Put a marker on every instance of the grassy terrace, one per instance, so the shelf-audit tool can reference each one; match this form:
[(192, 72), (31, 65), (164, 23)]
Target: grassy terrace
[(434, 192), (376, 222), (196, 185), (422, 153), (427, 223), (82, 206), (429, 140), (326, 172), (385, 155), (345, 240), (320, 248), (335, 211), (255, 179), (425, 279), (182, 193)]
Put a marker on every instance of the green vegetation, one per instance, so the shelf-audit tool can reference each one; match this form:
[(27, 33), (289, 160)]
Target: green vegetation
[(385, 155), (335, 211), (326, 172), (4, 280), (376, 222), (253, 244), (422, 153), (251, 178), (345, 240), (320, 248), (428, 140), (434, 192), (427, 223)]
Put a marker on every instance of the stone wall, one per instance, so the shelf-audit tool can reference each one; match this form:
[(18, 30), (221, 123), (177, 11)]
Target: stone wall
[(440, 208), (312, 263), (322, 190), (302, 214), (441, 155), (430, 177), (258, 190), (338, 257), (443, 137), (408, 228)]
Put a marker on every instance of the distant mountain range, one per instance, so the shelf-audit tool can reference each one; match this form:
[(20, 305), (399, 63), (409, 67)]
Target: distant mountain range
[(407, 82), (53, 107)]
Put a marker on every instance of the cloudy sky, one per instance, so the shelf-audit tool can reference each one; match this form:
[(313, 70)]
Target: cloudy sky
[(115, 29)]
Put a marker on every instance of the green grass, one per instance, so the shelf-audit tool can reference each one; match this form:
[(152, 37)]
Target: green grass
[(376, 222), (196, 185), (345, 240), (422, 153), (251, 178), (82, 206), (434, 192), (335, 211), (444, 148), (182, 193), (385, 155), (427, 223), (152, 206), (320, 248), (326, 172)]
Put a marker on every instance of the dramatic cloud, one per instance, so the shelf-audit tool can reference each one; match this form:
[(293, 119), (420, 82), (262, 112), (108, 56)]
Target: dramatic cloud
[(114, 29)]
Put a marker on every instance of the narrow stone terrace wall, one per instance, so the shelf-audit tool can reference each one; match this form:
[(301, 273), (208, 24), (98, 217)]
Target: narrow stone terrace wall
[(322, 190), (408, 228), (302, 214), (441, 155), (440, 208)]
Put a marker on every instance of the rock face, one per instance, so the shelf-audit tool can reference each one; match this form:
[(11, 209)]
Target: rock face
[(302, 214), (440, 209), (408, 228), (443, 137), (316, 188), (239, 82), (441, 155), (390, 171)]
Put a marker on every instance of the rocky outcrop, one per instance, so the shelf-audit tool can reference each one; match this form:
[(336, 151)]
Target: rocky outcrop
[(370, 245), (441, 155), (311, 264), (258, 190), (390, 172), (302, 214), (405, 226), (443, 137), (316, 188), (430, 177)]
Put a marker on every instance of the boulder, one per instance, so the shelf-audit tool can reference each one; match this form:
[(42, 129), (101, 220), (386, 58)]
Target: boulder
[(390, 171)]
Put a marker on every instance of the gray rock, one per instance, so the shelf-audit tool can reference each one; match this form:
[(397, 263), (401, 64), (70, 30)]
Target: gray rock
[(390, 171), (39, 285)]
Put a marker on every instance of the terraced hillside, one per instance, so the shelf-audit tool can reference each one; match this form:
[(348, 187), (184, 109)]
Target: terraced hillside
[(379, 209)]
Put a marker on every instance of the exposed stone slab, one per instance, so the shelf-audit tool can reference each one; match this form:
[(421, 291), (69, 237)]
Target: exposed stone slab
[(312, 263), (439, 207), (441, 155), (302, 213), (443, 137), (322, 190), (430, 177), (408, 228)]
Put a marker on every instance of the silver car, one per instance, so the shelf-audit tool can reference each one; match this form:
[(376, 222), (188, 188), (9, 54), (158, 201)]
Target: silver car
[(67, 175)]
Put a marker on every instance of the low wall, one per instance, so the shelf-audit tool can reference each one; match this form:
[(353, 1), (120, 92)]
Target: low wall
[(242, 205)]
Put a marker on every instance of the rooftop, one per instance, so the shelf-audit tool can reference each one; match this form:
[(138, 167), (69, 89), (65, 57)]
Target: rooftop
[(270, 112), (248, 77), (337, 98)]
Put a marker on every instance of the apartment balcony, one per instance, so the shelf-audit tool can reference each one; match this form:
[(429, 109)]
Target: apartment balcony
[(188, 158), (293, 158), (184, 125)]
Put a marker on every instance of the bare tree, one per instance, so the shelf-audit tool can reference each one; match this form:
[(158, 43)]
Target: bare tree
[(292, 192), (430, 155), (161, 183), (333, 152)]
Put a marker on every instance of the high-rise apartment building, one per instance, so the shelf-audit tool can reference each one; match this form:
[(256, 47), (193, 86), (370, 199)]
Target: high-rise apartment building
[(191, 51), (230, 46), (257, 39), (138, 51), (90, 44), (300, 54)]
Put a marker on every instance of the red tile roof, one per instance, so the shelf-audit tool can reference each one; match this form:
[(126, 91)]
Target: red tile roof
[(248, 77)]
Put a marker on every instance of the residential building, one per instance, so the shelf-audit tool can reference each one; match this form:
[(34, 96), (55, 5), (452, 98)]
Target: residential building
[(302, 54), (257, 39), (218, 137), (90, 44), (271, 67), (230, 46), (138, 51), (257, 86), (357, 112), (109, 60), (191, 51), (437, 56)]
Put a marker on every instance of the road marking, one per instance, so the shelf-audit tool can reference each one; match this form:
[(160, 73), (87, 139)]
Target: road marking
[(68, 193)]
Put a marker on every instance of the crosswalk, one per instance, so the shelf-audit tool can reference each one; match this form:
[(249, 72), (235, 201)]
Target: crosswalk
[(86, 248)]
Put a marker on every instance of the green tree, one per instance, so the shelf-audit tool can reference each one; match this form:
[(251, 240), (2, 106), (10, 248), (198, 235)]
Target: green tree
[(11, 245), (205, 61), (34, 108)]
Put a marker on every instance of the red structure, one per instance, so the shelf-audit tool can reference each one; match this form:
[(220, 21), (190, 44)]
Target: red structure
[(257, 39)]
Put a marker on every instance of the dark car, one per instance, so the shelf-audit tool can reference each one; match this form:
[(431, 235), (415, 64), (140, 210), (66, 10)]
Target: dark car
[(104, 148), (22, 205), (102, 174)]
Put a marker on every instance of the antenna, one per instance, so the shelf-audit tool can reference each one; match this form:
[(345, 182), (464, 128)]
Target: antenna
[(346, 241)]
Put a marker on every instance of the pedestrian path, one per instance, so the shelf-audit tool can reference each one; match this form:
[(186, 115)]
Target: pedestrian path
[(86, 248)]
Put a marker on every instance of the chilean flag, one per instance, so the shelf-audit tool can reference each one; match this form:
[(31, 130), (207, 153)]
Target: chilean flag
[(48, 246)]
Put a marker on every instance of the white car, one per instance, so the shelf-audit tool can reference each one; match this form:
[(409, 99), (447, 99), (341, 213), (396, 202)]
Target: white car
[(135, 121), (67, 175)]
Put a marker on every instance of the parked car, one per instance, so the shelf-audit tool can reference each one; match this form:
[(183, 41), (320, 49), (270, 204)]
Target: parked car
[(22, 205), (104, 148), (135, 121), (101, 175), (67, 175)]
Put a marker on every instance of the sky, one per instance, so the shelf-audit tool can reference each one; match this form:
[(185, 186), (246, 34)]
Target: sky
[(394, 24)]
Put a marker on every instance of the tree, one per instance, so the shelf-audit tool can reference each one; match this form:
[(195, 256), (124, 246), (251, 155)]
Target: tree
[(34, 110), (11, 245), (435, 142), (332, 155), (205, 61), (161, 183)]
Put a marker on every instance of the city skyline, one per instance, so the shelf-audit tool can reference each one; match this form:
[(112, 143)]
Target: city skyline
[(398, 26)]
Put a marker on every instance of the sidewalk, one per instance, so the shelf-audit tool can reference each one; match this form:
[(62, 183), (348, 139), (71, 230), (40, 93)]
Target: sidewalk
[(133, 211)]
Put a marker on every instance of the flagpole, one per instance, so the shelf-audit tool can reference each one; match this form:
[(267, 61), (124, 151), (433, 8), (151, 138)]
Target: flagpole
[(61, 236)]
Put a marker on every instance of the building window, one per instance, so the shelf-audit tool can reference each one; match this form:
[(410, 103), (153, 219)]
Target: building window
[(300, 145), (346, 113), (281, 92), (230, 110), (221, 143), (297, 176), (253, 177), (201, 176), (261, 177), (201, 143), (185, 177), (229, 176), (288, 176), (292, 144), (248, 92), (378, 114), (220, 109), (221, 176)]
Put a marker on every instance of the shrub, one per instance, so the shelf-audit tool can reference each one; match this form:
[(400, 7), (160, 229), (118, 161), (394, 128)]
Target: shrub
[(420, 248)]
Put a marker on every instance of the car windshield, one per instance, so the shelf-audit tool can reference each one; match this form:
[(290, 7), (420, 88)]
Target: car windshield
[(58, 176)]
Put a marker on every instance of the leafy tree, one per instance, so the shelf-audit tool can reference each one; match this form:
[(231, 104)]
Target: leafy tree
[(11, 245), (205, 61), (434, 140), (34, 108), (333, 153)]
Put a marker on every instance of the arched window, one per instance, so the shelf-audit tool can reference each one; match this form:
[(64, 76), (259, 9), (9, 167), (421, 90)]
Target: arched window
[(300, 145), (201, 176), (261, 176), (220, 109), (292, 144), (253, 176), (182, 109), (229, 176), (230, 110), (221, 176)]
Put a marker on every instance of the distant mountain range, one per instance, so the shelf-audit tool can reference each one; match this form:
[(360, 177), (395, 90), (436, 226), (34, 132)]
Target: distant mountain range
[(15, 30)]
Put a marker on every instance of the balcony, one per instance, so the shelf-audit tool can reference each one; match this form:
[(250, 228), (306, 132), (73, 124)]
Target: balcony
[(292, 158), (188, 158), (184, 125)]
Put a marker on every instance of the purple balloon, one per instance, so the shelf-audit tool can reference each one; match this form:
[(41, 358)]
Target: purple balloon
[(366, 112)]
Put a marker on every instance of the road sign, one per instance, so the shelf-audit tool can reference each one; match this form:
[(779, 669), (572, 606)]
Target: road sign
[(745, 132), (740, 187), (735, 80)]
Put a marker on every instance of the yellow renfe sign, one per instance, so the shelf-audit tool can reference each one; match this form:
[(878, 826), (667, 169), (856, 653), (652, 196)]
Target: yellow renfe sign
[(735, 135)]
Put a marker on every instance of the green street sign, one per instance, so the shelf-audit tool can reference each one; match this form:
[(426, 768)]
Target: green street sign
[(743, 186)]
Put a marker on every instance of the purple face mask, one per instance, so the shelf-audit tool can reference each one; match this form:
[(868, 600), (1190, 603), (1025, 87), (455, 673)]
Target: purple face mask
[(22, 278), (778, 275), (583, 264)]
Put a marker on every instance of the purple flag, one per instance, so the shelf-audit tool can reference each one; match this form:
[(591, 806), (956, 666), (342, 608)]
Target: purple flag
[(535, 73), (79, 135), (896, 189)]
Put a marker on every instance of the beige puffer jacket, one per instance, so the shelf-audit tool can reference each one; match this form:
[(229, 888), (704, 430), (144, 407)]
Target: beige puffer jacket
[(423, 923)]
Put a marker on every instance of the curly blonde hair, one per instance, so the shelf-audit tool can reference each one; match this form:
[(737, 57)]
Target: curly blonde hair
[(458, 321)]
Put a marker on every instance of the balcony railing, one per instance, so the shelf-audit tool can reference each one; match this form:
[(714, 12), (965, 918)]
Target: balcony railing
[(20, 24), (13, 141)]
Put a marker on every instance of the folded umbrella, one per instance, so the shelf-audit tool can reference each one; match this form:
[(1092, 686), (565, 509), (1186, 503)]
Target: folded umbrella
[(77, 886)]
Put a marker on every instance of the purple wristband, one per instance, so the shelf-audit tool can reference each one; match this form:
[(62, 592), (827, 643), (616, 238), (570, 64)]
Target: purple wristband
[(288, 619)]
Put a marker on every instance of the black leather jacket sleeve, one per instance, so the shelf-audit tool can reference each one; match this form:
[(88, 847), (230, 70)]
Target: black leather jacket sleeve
==============================
_REQUEST_
Copy the lines above word for word, starting at the line that contains "Put a marker on every instance of the purple face" and continuing through the line that contains "[(535, 73), (79, 135), (896, 189)]". Include both of those lines.

_FINAL RESULT_
Put a marker on every instance of the purple face mask, one per instance, so the shelf-audit tool can reference each one; match this form:
[(868, 600), (1190, 603), (1025, 87), (455, 673)]
Target: purple face mask
[(22, 278), (778, 275), (583, 264)]
Put a marker on every instance of the purple flag, one per instance, so the shelf-audit tool can reference each one; match this form:
[(591, 806), (956, 666), (342, 608)]
Target: purple flag
[(535, 73), (79, 135), (896, 189)]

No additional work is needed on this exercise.